(Object pointing dataset rows)
........

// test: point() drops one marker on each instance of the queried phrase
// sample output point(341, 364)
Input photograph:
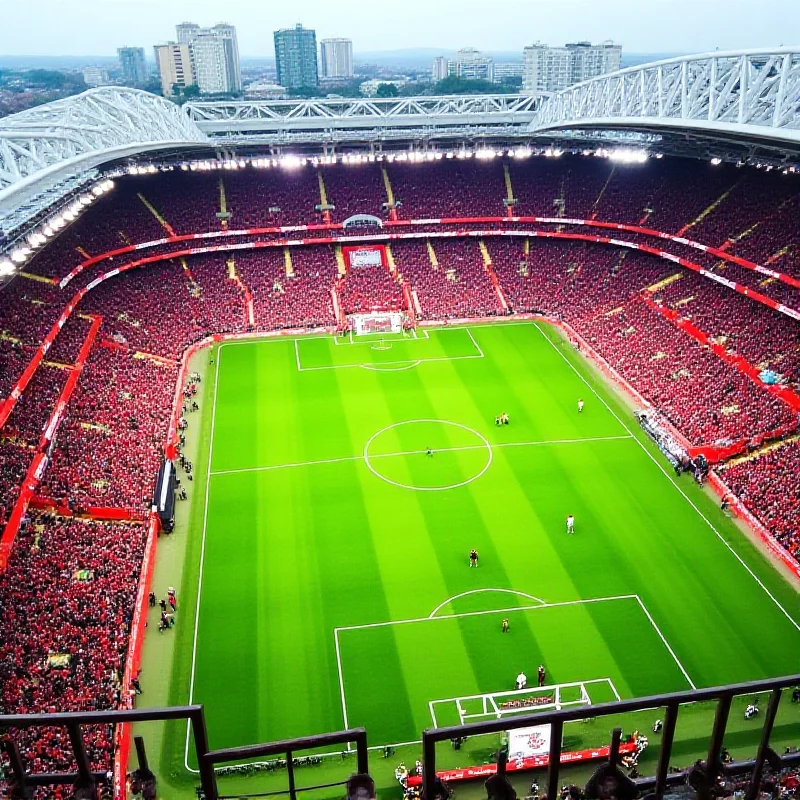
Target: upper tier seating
point(458, 286)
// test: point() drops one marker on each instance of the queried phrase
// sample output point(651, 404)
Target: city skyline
point(99, 27)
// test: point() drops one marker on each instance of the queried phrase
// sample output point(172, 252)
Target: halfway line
point(420, 452)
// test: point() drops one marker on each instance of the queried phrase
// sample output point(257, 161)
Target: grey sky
point(98, 27)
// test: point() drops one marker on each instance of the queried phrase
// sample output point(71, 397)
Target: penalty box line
point(338, 630)
point(478, 354)
point(343, 459)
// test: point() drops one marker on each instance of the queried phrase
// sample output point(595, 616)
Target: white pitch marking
point(202, 559)
point(485, 445)
point(666, 643)
point(481, 591)
point(484, 613)
point(477, 346)
point(379, 368)
point(410, 362)
point(422, 452)
point(297, 356)
point(669, 478)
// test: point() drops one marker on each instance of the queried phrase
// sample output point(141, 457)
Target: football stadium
point(397, 464)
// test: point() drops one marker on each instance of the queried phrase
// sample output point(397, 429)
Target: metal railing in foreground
point(85, 781)
point(710, 770)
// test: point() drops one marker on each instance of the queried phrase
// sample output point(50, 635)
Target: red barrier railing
point(503, 221)
point(37, 467)
point(134, 657)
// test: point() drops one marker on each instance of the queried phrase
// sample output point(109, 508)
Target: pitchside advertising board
point(368, 256)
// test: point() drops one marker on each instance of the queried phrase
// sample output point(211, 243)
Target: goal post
point(499, 705)
point(378, 323)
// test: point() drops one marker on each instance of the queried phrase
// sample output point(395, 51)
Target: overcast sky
point(98, 27)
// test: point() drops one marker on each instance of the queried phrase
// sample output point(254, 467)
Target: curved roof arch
point(748, 94)
point(56, 141)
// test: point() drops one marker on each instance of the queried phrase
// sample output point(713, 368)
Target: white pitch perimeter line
point(297, 356)
point(669, 478)
point(477, 346)
point(421, 452)
point(202, 559)
point(664, 640)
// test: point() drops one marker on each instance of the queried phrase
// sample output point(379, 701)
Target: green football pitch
point(348, 480)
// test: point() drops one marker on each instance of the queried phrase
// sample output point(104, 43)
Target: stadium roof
point(742, 105)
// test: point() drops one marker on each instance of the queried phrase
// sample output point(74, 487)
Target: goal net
point(387, 322)
point(498, 705)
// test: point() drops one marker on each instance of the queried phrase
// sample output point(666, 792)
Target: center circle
point(399, 454)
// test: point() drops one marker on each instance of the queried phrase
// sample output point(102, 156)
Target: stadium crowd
point(111, 439)
point(66, 600)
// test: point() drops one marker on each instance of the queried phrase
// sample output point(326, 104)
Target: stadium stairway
point(149, 206)
point(708, 210)
point(487, 263)
point(249, 312)
point(387, 184)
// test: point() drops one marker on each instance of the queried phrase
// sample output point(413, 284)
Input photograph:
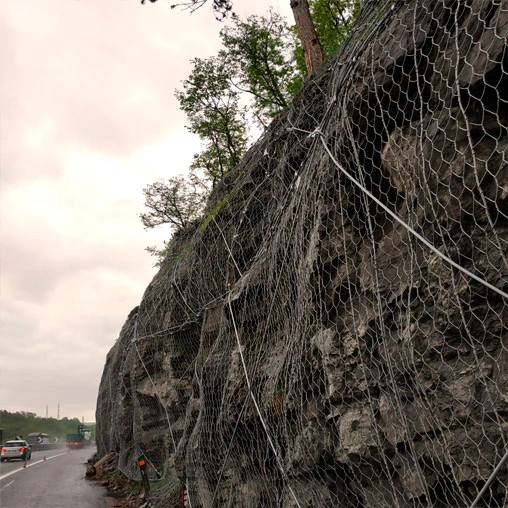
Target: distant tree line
point(23, 423)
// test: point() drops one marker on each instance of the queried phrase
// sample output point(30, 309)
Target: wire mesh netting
point(334, 331)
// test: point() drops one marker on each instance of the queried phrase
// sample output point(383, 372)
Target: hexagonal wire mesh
point(335, 331)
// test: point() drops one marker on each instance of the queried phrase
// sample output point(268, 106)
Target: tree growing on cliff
point(176, 202)
point(311, 46)
point(214, 113)
point(260, 60)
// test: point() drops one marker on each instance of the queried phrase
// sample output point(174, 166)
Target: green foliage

........

(TASK STATEMENT): Each entry above should be reproduced exactly, with the pictures removed.

(WRITTEN RESPONSE):
// test: point() drops one marker on each instance of the queried phrase
// sample output point(341, 364)
Input photograph:
Target: upper tier seating
point(458, 286)
// test: point() drops one marker on each instance of the queried phrase
// sample output point(651, 404)
Target: city skyline
point(99, 27)
// test: point() drops one marker on each instance of the queried phrase
// sample output point(172, 252)
Target: halfway line
point(420, 452)
// test: point() drops one marker on each instance of the queried phrase
// sample output point(257, 161)
Target: grey sky
point(98, 27)
// test: point() drops one marker on each instance of the queried phrase
// sample output point(71, 397)
Target: penalty box line
point(338, 630)
point(478, 354)
point(343, 459)
// test: point() drops one marker on each instance of the queried phrase
// sample output point(595, 616)
Target: white pitch marking
point(202, 559)
point(485, 445)
point(666, 643)
point(481, 591)
point(484, 613)
point(477, 346)
point(379, 368)
point(410, 362)
point(422, 452)
point(297, 356)
point(669, 478)
// test: point() drops one marker on each instance of the queried phrase
// sample output point(141, 457)
Target: football stadium
point(397, 464)
// test: point() drops one marker on each instance of the queried phrase
// sample output point(397, 429)
Target: metal railing in foreground
point(85, 781)
point(710, 770)
// test: point() drops one marker on each instance of the queried phrase
// sample output point(50, 635)
Target: red barrier railing
point(503, 221)
point(37, 467)
point(134, 657)
// test: point() drops one marker on each instance of the queried phrase
// sample output point(109, 508)
Target: pitchside advertising board
point(368, 256)
// test: point() drops one marker on each instance of the queried phrase
// sample output point(211, 243)
Target: goal post
point(499, 705)
point(378, 323)
// test: point() drops one marker on each instance of the queried phrase
// sample output point(395, 51)
Target: overcast sky
point(98, 27)
// test: point() drops one marker on each instance of the queried phrase
// sample output point(254, 467)
Target: curved roof arch
point(748, 94)
point(56, 141)
// test: point() drops one marker on each instance of the queried phrase
// sample output point(713, 368)
Target: white pitch perimeter line
point(297, 356)
point(669, 478)
point(477, 346)
point(421, 452)
point(202, 559)
point(664, 640)
// test: point() drops one marker on each instance of the queried phrase
// sample output point(379, 701)
Target: green football pitch
point(348, 480)
// test: point() drops one marker on each instance of the queried phrase
// sample output point(104, 43)
Target: stadium roof
point(742, 105)
// test: point() drops one marker on each instance of the queried phrase
// sample output point(74, 487)
Target: goal net
point(387, 322)
point(498, 705)
// test: point() drops one marker on each instance of the queried phrase
// sample output point(666, 792)
Target: center circle
point(399, 454)
// test: point() drops one marker on each instance of the queried phrase
// sample output point(102, 156)
Target: stadium crowd
point(111, 439)
point(66, 600)
// test: point() drops one marker on each instance of the queried phrase
// sample output point(326, 104)
Target: stadium stairway
point(149, 206)
point(708, 210)
point(487, 263)
point(249, 312)
point(387, 184)
// test: point() drops one marker on each instance of the queried phrase
// sample output point(413, 284)
Input photograph:
Target: distant tree line
point(23, 423)
// test: point() drops one marker on each instance of the queried phrase
// sample output point(30, 309)
Target: wire mesh netting
point(334, 331)
// test: point() drops one marker on each instance of the queried phrase
// sample output point(383, 372)
Target: hexagonal wire mesh
point(335, 331)
// test: point() drops one marker on each instance of the queried phrase
// sample output point(268, 106)
Target: tree growing on cliff
point(176, 202)
point(311, 46)
point(214, 113)
point(260, 60)
// test: point() drops one marker on each instance of the queried phrase
// sample output point(174, 166)
Target: green foliage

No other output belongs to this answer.